TASK INSTRUCTIONS:
Every record below, from the first line to the last, is to be set down again exactly.

Natural-language object grounding data:
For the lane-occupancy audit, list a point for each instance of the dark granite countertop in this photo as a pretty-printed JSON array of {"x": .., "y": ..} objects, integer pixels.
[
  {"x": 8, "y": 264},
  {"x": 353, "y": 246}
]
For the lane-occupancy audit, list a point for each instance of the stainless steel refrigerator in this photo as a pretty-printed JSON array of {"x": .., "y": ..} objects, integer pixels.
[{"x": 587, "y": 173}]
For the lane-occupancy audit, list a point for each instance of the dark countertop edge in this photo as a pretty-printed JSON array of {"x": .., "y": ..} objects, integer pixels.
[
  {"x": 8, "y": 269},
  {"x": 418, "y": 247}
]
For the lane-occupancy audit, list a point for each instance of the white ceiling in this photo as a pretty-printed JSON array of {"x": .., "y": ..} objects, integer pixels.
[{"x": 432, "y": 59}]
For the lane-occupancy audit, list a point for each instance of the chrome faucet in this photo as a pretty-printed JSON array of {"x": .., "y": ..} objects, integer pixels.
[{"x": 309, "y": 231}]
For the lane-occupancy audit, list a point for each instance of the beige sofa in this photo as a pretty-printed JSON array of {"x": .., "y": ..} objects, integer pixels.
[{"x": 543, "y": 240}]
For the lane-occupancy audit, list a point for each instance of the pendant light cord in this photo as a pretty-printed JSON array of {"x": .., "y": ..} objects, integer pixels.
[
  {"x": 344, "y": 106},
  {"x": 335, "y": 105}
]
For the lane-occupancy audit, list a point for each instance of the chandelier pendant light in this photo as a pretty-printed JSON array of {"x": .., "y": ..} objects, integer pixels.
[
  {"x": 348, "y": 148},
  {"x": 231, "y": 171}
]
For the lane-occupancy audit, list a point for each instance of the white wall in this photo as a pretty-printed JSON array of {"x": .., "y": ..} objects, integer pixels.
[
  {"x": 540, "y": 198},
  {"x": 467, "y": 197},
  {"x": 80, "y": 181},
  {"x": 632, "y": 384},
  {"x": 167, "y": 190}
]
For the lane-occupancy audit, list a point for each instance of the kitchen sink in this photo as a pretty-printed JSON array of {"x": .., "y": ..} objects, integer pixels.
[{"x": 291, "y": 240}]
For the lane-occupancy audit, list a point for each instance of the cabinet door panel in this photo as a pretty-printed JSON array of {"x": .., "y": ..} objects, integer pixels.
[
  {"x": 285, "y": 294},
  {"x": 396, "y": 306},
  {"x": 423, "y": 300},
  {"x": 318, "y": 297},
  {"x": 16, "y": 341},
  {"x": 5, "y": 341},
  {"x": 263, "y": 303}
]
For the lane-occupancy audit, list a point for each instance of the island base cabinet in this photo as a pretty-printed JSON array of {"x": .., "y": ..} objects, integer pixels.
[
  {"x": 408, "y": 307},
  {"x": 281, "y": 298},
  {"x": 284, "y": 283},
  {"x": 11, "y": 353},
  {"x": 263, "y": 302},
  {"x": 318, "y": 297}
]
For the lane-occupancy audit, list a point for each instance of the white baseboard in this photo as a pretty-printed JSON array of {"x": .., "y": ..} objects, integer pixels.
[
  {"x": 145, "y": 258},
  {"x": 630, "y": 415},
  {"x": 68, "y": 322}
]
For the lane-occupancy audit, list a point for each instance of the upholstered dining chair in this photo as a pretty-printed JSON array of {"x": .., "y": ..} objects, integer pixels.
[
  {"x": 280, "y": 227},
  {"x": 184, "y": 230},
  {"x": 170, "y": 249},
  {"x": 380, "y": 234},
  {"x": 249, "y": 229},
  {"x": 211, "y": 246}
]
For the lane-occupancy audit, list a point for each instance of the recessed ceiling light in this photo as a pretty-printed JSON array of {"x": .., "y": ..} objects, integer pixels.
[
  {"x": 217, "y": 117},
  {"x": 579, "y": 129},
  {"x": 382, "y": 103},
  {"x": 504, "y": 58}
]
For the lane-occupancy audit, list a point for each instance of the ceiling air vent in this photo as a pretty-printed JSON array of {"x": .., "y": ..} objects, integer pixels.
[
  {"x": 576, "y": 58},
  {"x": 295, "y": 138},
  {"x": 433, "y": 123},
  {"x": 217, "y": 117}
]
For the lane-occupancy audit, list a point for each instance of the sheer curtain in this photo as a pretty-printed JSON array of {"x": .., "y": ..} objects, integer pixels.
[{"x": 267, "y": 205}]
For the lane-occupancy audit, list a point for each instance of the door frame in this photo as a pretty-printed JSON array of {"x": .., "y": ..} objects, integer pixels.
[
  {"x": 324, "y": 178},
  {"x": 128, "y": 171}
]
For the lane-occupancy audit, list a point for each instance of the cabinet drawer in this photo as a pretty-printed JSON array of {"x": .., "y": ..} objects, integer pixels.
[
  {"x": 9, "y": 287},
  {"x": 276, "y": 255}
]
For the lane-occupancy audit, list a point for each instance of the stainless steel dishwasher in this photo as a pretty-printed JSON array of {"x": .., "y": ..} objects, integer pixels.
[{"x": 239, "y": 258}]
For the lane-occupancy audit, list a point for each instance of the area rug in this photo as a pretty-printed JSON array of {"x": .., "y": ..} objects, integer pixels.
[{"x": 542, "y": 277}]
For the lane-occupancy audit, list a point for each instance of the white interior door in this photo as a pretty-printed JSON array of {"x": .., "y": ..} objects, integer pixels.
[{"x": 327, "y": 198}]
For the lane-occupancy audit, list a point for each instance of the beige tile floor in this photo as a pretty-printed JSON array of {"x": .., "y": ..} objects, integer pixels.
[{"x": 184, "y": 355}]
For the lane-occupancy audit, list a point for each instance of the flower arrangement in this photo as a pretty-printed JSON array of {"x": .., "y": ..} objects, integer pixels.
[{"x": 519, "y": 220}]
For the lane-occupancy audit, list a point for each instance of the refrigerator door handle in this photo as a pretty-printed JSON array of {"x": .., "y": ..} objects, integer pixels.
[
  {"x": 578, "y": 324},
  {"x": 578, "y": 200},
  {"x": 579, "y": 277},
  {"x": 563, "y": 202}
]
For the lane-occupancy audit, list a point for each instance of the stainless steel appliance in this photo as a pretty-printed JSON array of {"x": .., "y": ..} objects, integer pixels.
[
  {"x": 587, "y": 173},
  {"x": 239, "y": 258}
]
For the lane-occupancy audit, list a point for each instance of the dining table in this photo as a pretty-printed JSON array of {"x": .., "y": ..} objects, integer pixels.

ANSWER SECTION:
For the lane-occupancy audit, list a point for each instance of the dark granite countertop in this photo as a pretty-printed JSON array of {"x": .., "y": ..} objects, integer pixels.
[
  {"x": 8, "y": 264},
  {"x": 353, "y": 246}
]
For the lane-occupancy audit, list a point for each instance of the stainless steel refrigerator in this photo as a pretty-printed JSON array of {"x": .., "y": ..} objects, integer pixels.
[{"x": 587, "y": 173}]
For the lane-occupancy audit, list a point for each instance of the dark countertop edge in this photo as a pretty-printed JSON array of {"x": .., "y": ..} objects, integer pixels.
[
  {"x": 8, "y": 269},
  {"x": 418, "y": 247}
]
For the lane-occupancy audit, list a point for each instance of the white ceiling in this photo as a pretty-printed JSON array of {"x": .., "y": ..} objects, integer pixels.
[{"x": 432, "y": 59}]
For the lane-occupancy audit, list a point for each instance of the chrome faucet in this photo as a pretty-printed JSON array of {"x": .., "y": ..} objects, integer pixels.
[{"x": 309, "y": 231}]
For the lane-occupancy audit, list a point for each instance of the beige sofa in this photo as a pretty-printed JSON array of {"x": .., "y": ..} objects, integer pixels.
[{"x": 543, "y": 240}]
For the lane-occupancy audit, list a point for each instance of the pendant light cord in this photo as a pretty-printed JSON array of {"x": .., "y": ..} objects, integer pixels.
[
  {"x": 344, "y": 106},
  {"x": 335, "y": 105}
]
For the lane-occupancy audit, list a point for each instance of the chandelier pendant light in this photo as a pretty-printed JSON array of {"x": .., "y": ..} objects, integer pixels.
[
  {"x": 348, "y": 148},
  {"x": 231, "y": 171}
]
For the lane-occupancy audit, list a point for each instance of the white wall in this photo as a pretty-printed JSON array of {"x": .., "y": ..} objects, integer pixels.
[
  {"x": 540, "y": 198},
  {"x": 467, "y": 197},
  {"x": 80, "y": 181},
  {"x": 632, "y": 384},
  {"x": 167, "y": 190}
]
For the lane-occupancy audit, list a point for each instance of the kitchen sink in this photo as a pretty-printed JSON array of {"x": .., "y": ..} objects, integer pixels.
[{"x": 291, "y": 240}]
For the lane-occupancy audit, list a point for each instance of the cabinet door panel in this photo as a pretty-printed JSON array of {"x": .., "y": ..} objects, integer pixels.
[
  {"x": 285, "y": 294},
  {"x": 396, "y": 306},
  {"x": 423, "y": 300},
  {"x": 318, "y": 297},
  {"x": 16, "y": 341},
  {"x": 5, "y": 341},
  {"x": 263, "y": 303}
]
For the lane-occupancy audit, list a point for each instance of the island base cabinet in this photo as a pretty-printed JSON array of {"x": .., "y": ..} objects, integer pixels.
[
  {"x": 408, "y": 307},
  {"x": 281, "y": 298},
  {"x": 284, "y": 283},
  {"x": 11, "y": 353},
  {"x": 263, "y": 302},
  {"x": 318, "y": 297}
]
For the lane-occupancy audit, list a point for each instance of the white baseboard in this photo as a pretty-printed JSON array of {"x": .., "y": ..} objects, integer pixels.
[
  {"x": 145, "y": 258},
  {"x": 630, "y": 415},
  {"x": 68, "y": 322}
]
For the lane-occupancy audit, list a point for each instance of the upholstered dining chair in this photo as a pretty-printed JSON array of {"x": .., "y": ..} objects, integer pixels.
[
  {"x": 280, "y": 227},
  {"x": 184, "y": 230},
  {"x": 170, "y": 249},
  {"x": 380, "y": 234},
  {"x": 249, "y": 229},
  {"x": 211, "y": 246}
]
For the lane-occupancy audit, list a point for each instance of the recessed ceiling light in this photo as a pretty-printed JSON array of {"x": .., "y": ..} objects, integer pixels.
[
  {"x": 217, "y": 117},
  {"x": 579, "y": 129},
  {"x": 382, "y": 103},
  {"x": 504, "y": 58}
]
For the lane-occupancy audit, list a point for each instance of the ceiling air vent in this photo as a pretty-printed JSON array of {"x": .., "y": ..} objects, integer pixels.
[
  {"x": 576, "y": 58},
  {"x": 295, "y": 138},
  {"x": 433, "y": 123},
  {"x": 217, "y": 117}
]
For the lane-occupancy audit, list a point for each instance of the sheer curtain in this photo as a pretty-printed JSON array of {"x": .., "y": ..} objects, integer pixels.
[{"x": 267, "y": 205}]
For the lane-occupancy audit, list a point for each instance of the door frame in this photo as a pretty-printed JSON array of {"x": .., "y": ..} objects, integer pixels.
[
  {"x": 324, "y": 178},
  {"x": 128, "y": 171}
]
For the lane-occupancy audit, list a point for each instance of the cabinet drawer in this photo as a pretty-printed JSON array of {"x": .., "y": ..} objects, integer pixels.
[
  {"x": 9, "y": 287},
  {"x": 276, "y": 255}
]
For the lane-occupancy audit, list a point for each instance of the stainless steel dishwasher in this photo as a pretty-printed JSON array of {"x": .., "y": ..} objects, integer pixels.
[{"x": 239, "y": 258}]
For the lane-occupancy audit, list a point for each instance of the area rug in this photo as a pretty-printed JSON array of {"x": .., "y": ..} objects, integer pixels.
[{"x": 542, "y": 277}]
For the lane-occupancy audit, list a point for each instance of the white interior door in this photo as a pretty-printed JSON array of {"x": .., "y": ..} objects, integer pixels.
[{"x": 327, "y": 198}]
For the lane-occupancy audit, list a point for each instance of the beige tile floor in this photo as a pretty-printed JSON array of {"x": .., "y": ..} objects, integer pixels.
[{"x": 184, "y": 355}]
For the lane-occupancy audit, list a point for each instance of the flower arrangement in this photo as a pretty-printed JSON array of {"x": .., "y": ..} objects, integer pixels.
[{"x": 519, "y": 220}]
For the lane-occupancy audit, list a point for each instance of the refrigerator door handle in this photo as a pretty-printed JSON array of {"x": .., "y": ..} objects, integer pixels.
[
  {"x": 578, "y": 324},
  {"x": 578, "y": 200},
  {"x": 579, "y": 277},
  {"x": 563, "y": 202}
]
For the lane-occupancy audit, list a point for each instance of the stainless steel appliance in this photo as a pretty-printed JSON array of {"x": .., "y": ..} objects, integer pixels.
[
  {"x": 587, "y": 173},
  {"x": 239, "y": 258}
]
For the lane-occupancy audit, list a point for each instance of the dining table in this photo as a pretty-printed JSON array of {"x": .., "y": ..} objects, integer pixels.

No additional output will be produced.